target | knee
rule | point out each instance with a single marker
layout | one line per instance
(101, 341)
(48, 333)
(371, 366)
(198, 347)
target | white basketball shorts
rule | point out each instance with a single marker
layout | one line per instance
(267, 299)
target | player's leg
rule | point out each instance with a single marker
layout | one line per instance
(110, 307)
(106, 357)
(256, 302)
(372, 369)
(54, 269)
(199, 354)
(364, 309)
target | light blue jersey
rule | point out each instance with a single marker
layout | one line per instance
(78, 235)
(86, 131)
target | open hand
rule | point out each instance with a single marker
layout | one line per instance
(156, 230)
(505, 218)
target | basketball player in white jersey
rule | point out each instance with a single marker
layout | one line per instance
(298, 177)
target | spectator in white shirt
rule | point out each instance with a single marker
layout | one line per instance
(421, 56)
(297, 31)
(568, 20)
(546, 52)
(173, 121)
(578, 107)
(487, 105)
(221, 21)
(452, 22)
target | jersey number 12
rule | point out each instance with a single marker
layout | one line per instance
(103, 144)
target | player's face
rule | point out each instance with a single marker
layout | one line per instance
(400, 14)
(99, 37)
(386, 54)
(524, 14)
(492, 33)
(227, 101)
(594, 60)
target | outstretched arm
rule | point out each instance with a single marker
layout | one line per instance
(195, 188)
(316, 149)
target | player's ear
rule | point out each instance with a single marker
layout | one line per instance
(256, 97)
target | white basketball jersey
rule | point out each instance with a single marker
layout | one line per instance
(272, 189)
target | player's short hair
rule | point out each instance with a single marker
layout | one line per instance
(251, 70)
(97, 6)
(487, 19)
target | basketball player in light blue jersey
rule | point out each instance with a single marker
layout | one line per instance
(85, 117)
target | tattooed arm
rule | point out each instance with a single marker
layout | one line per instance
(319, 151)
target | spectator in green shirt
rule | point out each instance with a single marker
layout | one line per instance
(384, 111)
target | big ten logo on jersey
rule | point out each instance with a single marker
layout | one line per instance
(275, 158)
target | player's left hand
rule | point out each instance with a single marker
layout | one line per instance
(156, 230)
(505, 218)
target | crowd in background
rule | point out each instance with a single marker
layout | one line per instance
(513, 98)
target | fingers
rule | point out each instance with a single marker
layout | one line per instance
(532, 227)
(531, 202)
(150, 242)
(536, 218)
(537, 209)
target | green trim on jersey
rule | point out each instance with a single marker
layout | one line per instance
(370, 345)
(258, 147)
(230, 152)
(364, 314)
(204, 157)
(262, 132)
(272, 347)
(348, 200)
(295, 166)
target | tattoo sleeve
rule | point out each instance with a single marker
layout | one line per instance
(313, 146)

******************************

Could you restate the listing above word for word, leaving nothing out?

**Answer to this problem:**
target | knee
rule | point out each instance with a single marker
layout | one line per instance
(101, 341)
(48, 333)
(371, 366)
(198, 347)
target | white basketball shorts
rule | point out each instance with a single marker
layout | one line per instance
(267, 299)
target | player's leg
rule | point out each instance with a single marker
layout | one line per instance
(110, 307)
(106, 357)
(256, 302)
(372, 369)
(54, 269)
(199, 354)
(364, 309)
target | light blue jersey
rule | point out each instance with a single marker
layout | one line per instance
(78, 235)
(86, 131)
target | open hand
rule | point out each instance with a single marker
layout | one line per instance
(156, 230)
(505, 218)
target | basketball player in white jersey
rule | point out each instance with a single marker
layout | one line per instance
(298, 177)
target | spectator in white shirt
rule | point out each instance with a single marker
layout | one line per instance
(421, 56)
(297, 31)
(568, 20)
(546, 52)
(173, 121)
(578, 107)
(487, 105)
(221, 21)
(452, 22)
target | jersey number 12
rule | point out each instance with a single marker
layout | one line per instance
(103, 144)
target | player's face
rule | point out each instance with a single marker
layout | one line per instance
(400, 14)
(99, 37)
(386, 54)
(524, 14)
(492, 33)
(227, 101)
(594, 60)
target | outstretched arm
rule | point out each instance with a single marker
layout | one line per instance
(195, 188)
(316, 149)
target | player's ear
rule | point out each instance with a single marker
layout | one line per instance
(256, 97)
target | white basketball jersey
rule | point out each instance with a single marker
layout | one line per instance
(272, 189)
target | player's short hair
rule | point out each instance with a single marker
layout | one line per instance
(251, 70)
(97, 6)
(487, 19)
target | basketball player in light blue jersey
rule | point out each instance with a single marker
layout | one line per instance
(85, 117)
target | tattooed arm
rule | point out each instance with a single marker
layout | one line per instance
(319, 151)
target | spectator in green shirt
rule | point out each instance with a single marker
layout | one line per instance
(384, 111)
target | big ten logo on jersey
rule | point out each instance with a single marker
layout | one line per instance
(275, 158)
target | player's left hand
rule | point out each instance with a single marker
layout | one line per instance
(156, 230)
(505, 218)
target | crowd in background
rule | point out each instance with a single marker
layout | one line per instance
(513, 98)
target | fingers
rule | point out each instance with a single marker
layout | one line per instance
(532, 227)
(531, 202)
(150, 242)
(536, 218)
(537, 209)
target | green trim on jersey
rule | point out each instance with a single marker
layout | one line per instance
(370, 345)
(258, 147)
(230, 152)
(364, 314)
(204, 157)
(262, 132)
(272, 347)
(348, 200)
(295, 166)
target | tattoo sleeve
rule | point out each instance with a single marker
layout | one line per instance
(313, 146)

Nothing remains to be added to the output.